**PASSAGE FOR REVIEW**
|---|

If we are to believe the leftist take on the riots and violence that leave people dead in American streets, millions of dollars of damage, and family businesses (including minority businesses) built up over decades destroyed in a night, it is all the work of a “fringe.” There is no violence wrought by the protesters. They are peaceful. The whole lot.
If we to believe the rightist take on white supremacists — their marches and vile messaging (including anti-Semitic messaging) over social media are all the work of a “fringe.” There is no ill will, no nastiness, no hatred among the right-wing. It is peaceful and principled. The whole lot.
One man’s fringe is another man’s mainstream. On one side of the political spectrum, one partisan’s perception of the bad actors is their size and status as a mere “fringe,” while from the other side of the political spectrum, the “fringe” is actually the mainstream. And so it is, mirrorlike, from the other side of the political spectrum.
The attribution of violence and vile messaging to a “fringe” is a failure to face the rot that has infected vocal segments of political discourse today.
It really makes no difference what the actual number of bad actors is. They are all mainstream, because when the “fringe” is sure of itself, it often infuses and reshapes the mainstream. How many true Bolsheviks were there 20 years before the October Revolution in 1917? How powerful was Hitler in the early 1920s? How influential were the biting social critics of the institution of marriage in the early 1960s? On political and social issues, minorities matter much more than might meet the eye. As often as not, it is the minority actor or point of view that changes history.
From the political left to the political right, to call the bad actors of today a “fringe” is a dangerous exercise in denial. So-called fringe opinions and fringe actors need to be acknowledged as burrowing in — or already rooted in — one’s own political position.
At a certain point, the “fringe” label blows up in one’s face. There is only so long that the ubiquitous eruption of riots and violence in the face of police action can be dismissed and mentally marginalized. Houston, we have a problem! There is only so long that vile messaging over social media can be wished away because, of course, reasonable people would never believe it. Houston, we have a problem!

|---|

Stored records
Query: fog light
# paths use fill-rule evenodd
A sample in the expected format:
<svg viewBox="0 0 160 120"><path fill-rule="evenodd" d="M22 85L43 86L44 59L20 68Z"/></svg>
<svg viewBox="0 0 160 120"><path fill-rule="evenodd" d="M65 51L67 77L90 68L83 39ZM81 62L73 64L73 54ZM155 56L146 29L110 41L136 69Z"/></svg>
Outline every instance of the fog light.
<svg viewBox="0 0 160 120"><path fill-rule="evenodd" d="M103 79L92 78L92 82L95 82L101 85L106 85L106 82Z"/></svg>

|---|

**ASSIGNMENT**
Carry on the essay about dismissing political extremists as a "fringe," starting right after its last sentence.

**RESPONSE BOX**
The spurious substitution of “fringe” for “mainstream” also works in reverse, and is equally dangerous. When blacks die at the hands of brutal police, and this is perceived painfully more than the greater number of blacks who die at the hands of blacks, then an equal and opposite reaction sets in. When police brutality is seen as the major source of violence in this country, and when as a consequence police are defunded or demoralized — that is, when police brutality is perceived to be mainstream, vigilantes move in. If nature abhors a vacuum, so does policing. Here is proof of the deleterious effect of a violent, so-called “fringe.” Not faced as the serious menace it is, the fringe triggers the vigilantes, who engage in their own violence and also stimulate it by perversely legitimating it. In simpler language, if the cops stand down, someone else steps in.
The bottom line is this: Violence cannot be whitewashed, no matter how “fringe” its perpetrators might seem to be. Once they latch onto the idea that the “system” is hopelessly corrupt, the allure of violence will spread. Similarly, hatred cannot be whitewashed, no matter how “fringe” its articulators might seem to be. Once they latch onto the idea that society is out to get them, their allure will also spread. It too spreads not just in words but in violence.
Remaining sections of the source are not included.